--- START OF Records for this task ---
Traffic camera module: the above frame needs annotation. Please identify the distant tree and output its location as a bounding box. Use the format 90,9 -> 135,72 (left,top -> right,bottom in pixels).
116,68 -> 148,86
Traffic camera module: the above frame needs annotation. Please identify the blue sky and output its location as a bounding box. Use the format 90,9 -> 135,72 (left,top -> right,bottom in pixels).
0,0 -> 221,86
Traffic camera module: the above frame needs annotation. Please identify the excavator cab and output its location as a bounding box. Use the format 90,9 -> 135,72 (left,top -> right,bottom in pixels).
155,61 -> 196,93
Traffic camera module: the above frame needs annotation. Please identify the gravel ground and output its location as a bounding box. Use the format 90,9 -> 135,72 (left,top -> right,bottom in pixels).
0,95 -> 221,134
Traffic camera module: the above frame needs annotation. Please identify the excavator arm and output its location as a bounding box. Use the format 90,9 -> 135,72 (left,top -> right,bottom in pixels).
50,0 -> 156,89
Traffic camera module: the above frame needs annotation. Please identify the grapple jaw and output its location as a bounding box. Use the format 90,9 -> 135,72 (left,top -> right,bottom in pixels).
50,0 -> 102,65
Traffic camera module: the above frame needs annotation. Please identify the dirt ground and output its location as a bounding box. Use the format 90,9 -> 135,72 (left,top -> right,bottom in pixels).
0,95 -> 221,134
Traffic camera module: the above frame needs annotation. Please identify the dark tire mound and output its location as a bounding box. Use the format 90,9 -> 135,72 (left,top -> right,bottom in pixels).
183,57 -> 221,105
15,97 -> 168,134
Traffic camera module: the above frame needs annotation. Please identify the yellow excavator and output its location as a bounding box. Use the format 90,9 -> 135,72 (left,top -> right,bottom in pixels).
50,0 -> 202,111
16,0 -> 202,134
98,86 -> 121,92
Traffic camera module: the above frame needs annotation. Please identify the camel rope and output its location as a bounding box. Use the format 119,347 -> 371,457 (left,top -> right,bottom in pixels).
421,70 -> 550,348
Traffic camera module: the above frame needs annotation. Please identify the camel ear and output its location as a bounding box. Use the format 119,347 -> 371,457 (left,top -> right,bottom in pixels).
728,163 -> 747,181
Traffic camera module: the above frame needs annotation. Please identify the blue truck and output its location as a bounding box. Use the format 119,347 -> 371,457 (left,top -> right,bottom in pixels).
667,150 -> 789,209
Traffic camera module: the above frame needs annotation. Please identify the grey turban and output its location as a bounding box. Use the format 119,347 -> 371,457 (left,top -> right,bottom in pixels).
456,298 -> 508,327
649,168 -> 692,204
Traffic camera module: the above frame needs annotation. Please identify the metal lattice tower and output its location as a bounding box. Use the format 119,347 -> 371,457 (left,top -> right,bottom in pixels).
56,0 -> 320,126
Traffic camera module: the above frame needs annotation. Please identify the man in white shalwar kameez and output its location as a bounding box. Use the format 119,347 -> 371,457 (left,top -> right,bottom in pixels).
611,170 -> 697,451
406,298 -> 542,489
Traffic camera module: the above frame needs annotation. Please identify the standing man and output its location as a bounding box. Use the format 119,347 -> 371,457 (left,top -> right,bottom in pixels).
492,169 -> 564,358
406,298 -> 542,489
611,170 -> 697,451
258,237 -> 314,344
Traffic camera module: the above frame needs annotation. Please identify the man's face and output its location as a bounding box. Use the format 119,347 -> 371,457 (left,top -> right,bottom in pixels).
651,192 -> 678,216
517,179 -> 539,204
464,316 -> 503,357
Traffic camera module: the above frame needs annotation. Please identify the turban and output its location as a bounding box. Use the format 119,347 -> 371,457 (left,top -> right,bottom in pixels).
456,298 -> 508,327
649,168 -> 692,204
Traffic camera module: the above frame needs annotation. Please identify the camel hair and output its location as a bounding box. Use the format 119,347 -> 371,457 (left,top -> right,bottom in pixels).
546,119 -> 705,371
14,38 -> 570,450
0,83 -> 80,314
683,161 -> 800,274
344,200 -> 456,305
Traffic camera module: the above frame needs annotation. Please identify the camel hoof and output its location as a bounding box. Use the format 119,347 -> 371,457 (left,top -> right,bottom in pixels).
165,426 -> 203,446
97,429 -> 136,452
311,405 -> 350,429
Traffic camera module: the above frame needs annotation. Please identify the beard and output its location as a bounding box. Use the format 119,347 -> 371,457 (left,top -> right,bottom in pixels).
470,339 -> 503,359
--- END OF Records for this task ---
--- START OF Records for this task ---
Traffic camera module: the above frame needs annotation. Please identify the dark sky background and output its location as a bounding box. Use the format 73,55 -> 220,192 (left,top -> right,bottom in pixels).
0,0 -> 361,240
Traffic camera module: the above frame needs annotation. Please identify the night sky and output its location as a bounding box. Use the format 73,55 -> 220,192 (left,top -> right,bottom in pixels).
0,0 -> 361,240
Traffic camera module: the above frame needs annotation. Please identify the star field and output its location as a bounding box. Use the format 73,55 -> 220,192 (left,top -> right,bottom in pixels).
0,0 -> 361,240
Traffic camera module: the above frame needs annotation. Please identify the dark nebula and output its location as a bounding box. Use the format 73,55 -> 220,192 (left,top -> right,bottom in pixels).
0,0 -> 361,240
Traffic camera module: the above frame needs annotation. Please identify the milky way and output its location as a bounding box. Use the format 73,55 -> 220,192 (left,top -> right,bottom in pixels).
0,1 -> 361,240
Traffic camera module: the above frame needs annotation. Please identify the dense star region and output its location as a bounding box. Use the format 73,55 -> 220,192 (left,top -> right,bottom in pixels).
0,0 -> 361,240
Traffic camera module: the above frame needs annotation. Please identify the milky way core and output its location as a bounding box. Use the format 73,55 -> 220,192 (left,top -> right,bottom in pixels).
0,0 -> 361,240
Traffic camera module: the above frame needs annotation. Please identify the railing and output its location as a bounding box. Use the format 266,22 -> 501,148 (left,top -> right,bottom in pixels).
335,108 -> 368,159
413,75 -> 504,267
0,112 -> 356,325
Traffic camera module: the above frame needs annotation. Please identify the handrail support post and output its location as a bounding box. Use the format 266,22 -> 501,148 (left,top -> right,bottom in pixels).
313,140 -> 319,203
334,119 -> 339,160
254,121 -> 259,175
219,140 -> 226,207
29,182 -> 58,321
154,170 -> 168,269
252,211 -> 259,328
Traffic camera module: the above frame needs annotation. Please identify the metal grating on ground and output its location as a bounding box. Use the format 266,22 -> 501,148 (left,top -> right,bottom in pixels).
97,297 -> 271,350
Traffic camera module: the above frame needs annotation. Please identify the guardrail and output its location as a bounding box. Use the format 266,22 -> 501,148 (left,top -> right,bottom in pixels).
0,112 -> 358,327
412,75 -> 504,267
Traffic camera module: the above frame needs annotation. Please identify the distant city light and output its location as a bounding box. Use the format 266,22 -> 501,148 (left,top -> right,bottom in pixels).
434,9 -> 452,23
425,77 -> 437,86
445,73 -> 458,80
--- END OF Records for this task ---
*What is being asked:* Convert the material above into a numbered list, starting at the line that contains "identify the guardrail" and ending at the line that contains "412,75 -> 504,267", with both of those lines included and blank lines left out.

*In response:*
1. Traffic camera module: the above frame needs annotation. Please identify the guardrail and output its location as a bounding box. Use the format 266,22 -> 501,148 (left,top -> right,bottom in pixels).
2. 0,112 -> 358,327
3. 412,75 -> 504,267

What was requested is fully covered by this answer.